SOURCE DATA.
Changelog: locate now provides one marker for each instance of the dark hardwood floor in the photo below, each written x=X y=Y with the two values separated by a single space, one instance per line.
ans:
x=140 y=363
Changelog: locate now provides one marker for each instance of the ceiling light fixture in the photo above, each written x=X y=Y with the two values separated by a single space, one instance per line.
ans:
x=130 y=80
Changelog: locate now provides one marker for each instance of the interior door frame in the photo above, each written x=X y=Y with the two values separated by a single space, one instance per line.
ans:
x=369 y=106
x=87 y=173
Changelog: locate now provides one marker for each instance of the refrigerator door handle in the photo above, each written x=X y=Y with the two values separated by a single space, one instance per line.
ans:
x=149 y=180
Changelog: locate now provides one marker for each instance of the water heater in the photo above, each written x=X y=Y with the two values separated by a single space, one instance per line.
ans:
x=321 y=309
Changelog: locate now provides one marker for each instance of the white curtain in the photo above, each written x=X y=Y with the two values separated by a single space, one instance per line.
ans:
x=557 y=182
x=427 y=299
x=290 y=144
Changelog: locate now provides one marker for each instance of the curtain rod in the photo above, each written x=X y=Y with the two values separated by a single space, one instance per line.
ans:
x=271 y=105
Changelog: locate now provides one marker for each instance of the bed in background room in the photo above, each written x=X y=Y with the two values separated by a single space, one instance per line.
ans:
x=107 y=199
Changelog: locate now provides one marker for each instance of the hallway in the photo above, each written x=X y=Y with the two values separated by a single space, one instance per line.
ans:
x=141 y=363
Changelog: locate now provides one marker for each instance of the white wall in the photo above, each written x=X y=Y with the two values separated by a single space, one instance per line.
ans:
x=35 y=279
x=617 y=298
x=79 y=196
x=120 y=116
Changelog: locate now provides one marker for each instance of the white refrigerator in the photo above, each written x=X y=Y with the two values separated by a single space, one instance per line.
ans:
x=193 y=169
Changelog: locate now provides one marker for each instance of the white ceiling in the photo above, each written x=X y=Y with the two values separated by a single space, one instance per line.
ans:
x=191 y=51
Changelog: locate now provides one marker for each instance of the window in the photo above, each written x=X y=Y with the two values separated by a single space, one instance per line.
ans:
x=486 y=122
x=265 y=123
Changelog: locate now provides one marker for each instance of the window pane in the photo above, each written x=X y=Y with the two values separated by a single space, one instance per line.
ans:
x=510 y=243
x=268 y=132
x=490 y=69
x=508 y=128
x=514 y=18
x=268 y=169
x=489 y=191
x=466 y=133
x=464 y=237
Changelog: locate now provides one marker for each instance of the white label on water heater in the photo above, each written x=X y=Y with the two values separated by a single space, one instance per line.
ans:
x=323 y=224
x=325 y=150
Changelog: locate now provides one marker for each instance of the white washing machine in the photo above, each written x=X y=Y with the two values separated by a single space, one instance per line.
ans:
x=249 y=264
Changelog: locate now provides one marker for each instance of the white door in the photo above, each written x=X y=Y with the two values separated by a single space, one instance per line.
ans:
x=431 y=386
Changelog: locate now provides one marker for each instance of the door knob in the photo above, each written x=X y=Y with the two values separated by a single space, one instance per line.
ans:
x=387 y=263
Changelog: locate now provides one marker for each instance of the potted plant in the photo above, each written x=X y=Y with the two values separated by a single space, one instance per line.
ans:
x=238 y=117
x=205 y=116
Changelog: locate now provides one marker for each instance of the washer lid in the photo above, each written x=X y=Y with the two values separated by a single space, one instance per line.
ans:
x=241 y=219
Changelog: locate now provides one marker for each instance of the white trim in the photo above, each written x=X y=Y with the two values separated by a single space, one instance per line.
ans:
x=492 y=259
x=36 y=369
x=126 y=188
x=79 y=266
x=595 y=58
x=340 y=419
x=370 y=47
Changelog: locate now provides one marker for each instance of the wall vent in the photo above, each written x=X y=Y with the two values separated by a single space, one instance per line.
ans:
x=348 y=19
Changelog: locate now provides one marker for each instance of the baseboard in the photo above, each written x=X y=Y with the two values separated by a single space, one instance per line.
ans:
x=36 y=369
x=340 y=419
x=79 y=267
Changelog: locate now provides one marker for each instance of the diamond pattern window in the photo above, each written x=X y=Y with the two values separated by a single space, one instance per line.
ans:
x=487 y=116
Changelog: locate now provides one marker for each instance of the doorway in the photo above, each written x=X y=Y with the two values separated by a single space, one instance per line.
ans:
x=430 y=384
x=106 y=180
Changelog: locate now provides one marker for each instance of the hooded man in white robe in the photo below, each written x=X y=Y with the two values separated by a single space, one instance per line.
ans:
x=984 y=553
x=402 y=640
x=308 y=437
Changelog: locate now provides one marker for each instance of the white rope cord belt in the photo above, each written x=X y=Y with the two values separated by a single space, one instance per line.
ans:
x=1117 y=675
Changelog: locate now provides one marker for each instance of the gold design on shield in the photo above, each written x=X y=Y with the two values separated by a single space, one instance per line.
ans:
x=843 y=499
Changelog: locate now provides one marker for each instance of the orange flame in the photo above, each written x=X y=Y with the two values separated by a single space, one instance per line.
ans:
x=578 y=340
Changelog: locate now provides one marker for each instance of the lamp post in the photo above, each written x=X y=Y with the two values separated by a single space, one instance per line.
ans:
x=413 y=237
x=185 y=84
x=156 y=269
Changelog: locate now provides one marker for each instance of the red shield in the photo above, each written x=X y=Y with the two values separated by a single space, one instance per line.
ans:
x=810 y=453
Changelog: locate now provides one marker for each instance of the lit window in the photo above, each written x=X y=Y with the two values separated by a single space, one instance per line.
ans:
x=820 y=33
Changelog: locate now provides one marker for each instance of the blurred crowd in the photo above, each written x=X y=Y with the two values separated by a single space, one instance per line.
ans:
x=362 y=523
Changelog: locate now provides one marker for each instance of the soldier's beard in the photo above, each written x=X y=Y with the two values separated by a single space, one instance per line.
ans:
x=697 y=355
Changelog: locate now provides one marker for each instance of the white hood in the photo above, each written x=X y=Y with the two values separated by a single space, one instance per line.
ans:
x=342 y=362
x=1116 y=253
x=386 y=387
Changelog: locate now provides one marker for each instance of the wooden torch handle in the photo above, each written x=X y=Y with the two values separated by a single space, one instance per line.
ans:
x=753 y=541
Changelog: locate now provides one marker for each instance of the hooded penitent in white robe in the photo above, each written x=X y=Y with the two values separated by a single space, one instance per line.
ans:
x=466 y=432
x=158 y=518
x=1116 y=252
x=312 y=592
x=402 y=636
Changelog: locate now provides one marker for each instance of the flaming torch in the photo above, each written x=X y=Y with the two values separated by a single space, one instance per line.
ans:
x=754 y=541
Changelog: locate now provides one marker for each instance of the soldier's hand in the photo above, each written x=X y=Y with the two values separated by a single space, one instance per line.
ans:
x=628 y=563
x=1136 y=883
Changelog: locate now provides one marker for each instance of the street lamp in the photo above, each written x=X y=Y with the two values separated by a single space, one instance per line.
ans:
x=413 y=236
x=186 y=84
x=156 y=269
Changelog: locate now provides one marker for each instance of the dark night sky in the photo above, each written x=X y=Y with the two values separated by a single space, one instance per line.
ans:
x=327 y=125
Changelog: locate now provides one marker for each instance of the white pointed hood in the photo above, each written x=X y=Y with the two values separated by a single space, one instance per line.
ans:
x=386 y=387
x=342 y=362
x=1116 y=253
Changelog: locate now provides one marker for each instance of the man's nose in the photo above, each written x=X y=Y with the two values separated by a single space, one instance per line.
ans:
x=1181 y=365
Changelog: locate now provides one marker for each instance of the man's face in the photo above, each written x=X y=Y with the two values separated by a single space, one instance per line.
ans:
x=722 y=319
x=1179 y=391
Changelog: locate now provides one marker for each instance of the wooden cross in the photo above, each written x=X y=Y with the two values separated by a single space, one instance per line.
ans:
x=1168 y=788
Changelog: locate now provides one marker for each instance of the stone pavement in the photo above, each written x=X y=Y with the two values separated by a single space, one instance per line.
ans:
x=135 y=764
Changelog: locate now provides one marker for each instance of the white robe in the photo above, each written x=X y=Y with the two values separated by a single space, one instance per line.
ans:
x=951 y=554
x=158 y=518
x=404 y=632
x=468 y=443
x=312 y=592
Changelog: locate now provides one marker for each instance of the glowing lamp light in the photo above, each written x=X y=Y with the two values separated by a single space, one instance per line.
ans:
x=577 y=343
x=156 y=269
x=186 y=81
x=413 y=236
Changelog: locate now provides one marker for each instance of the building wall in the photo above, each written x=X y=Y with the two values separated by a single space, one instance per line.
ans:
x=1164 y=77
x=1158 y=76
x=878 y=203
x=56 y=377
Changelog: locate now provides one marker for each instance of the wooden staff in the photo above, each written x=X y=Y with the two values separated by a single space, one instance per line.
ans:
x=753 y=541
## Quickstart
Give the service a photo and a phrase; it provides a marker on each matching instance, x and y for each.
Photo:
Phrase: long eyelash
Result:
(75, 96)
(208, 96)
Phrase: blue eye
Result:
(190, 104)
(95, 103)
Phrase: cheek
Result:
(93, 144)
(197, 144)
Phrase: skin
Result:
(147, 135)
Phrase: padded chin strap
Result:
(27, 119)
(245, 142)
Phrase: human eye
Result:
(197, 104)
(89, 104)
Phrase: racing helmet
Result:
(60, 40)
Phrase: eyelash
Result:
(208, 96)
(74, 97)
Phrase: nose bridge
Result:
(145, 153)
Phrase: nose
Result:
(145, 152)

WHAT YOU ARE ASKED TO DO.
Reply with only the number of lines in the material above where the string "ceiling" appears.

RESPONSE FOR THIS EXERCISE.
2